En cambio se ha querido experimentar, sin demora, el sistema de los congresos regionales. Estos parlamentos del norte, el centro y el sur, son una especie de hijuelas del parlamento nacional. Se incuban en el mismo período y en la misma atmósfera eleccionaria. Nacen de la misma matriz y en la misma fecha. Tienen una misión de legislación subsidiaria y adjetiva. Sus propios autores están ya seguramente convencidos de que no sirven de nada. Seis años de experiencia bastan para juzgarlos, en última instancia, como una parodia absurda de descentralización.
No hacía falta, en realidad, esta prueba para saber a qué atenerse respecto a su eficacia. La descentralización a que aspira el regionalismo no es legislativa sino administrativa. No se concibe la existencia de una dieta o parlamento regional sin un correspondiente órgano ejecutivo. Multiplicar las legislaturas no es descentralizar.
Los congresos regionales no han venido siquiera a descongestionar el congreso nacional. En las dos cámaras se sigue debatiendo menudos temas locales.
El problema, en suma, ha quedado íntegramente en pie.
He examinado la teoría y la práctica del viejo regionalismo. Me toca formular mis puntos de vista sobre la descentralización y concretar los términos en que, a mi juicio, se plantea, para la nueva generación, este problema.
La primera cosa que conviene esclarecer es la solidaridad o el compromiso a que gradualmente han llegado el gamonalismo regional y el régimen centralista. El gamonalismo pudo manifestarse más o menos federalista y anticentralista, mientras se elaboraba o maduraba esta solidaridad. Pero, desde que se ha convertido en el mejor instrumento, en el más eficaz agente del régimen centralista, ha renunciado a toda reivindicación desagradable a sus aliados de la capital.
───
**CONSIGNA DADA A**: Según el texto sobre la descentralización, ¿qué tipo de descentralización persigue el regionalismo?
───
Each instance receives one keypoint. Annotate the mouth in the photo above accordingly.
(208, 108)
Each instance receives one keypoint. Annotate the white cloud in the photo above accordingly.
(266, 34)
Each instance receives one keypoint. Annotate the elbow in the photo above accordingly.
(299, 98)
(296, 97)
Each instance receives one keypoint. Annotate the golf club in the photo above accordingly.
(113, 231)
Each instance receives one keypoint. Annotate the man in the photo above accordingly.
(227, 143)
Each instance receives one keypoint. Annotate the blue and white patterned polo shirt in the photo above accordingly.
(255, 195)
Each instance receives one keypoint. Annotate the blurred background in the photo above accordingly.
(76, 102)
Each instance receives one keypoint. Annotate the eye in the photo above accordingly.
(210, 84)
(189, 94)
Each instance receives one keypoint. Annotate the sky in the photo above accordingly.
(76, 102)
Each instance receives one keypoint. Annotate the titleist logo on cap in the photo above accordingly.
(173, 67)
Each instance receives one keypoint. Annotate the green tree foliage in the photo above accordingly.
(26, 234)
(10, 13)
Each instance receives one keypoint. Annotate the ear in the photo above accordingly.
───
**CONSIGNA DADA B**: Convierte en una lista JSON de cadenas las líneas del listado, una cadena por cada línea y sin incluir las líneas en blanco. Empieza en la línea del listado que contiene "Each instance receives one keypoint. Annotate the white" y continúa hasta el final del listado, con ambos extremos incluidos.

**SOLUCIÓN COMPLETA A**: Una descentralización administrativa, no legislativa.

**SOLUCIÓN COMPLETA B**:
[
  "Each instance receives one keypoint. Annotate the white cloud in the photo above accordingly.",
  "(266, 34)",
  "Each instance receives one keypoint. Annotate the elbow in the photo above accordingly.",
  "(299, 98)",
  "(296, 97)",
  "Each instance receives one keypoint. Annotate the golf club in the photo above accordingly.",
  "(113, 231)",
  "Each instance receives one keypoint. Annotate the man in the photo above accordingly.",
  "(227, 143)",
  "Each instance receives one keypoint. Annotate the blue and white patterned polo shirt in the photo above accordingly.",
  "(255, 195)",
  "Each instance receives one keypoint. Annotate the blurred background in the photo above accordingly.",
  "(76, 102)",
  "Each instance receives one keypoint. Annotate the eye in the photo above accordingly.",
  "(210, 84)",
  "(189, 94)",
  "Each instance receives one keypoint. Annotate the sky in the photo above accordingly.",
  "(76, 102)",
  "Each instance receives one keypoint. Annotate the titleist logo on cap in the photo above accordingly.",
  "(173, 67)",
  "Each instance receives one keypoint. Annotate the green tree foliage in the photo above accordingly.",
  "(26, 234)",
  "(10, 13)",
  "Each instance receives one keypoint. Annotate the ear in the photo above accordingly."
]